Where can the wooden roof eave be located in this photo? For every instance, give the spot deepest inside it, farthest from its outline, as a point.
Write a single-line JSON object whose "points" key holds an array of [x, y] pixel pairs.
+--
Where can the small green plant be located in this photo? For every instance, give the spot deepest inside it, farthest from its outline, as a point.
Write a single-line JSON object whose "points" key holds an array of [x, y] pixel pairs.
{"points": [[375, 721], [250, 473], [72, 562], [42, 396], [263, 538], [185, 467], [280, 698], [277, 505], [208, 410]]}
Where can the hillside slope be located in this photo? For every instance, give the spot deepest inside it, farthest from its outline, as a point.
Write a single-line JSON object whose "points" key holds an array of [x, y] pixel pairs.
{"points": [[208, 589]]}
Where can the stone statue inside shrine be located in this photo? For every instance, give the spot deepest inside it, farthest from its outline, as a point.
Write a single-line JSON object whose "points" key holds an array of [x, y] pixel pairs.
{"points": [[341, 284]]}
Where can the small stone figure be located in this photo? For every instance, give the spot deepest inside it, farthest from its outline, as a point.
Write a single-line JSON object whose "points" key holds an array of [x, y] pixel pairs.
+--
*REQUIREMENT:* Your answer should be all lines from the data that contain "every".

*TASK OUTPUT:*
Where can the wooden roof eave be located in this photo? For every instance, give the spot deepest inside it, farthest from its outline, as a point.
Where can the small green plant be located in this photo? For every instance, give the spot deepest inside it, farthest from its outline, as a point.
Where can the hillside slope be located in this photo? For every instance, give the spot deepest inside it, farthest from its outline, as a point.
Where can the stone statue inside shrine be located in this photo? For every instance, give the spot deepest inside it, farthest from its outline, as a point.
Where can the small stone figure be located in this photo? For every instance, give the spot deepest inside it, farthest from its outline, as a point.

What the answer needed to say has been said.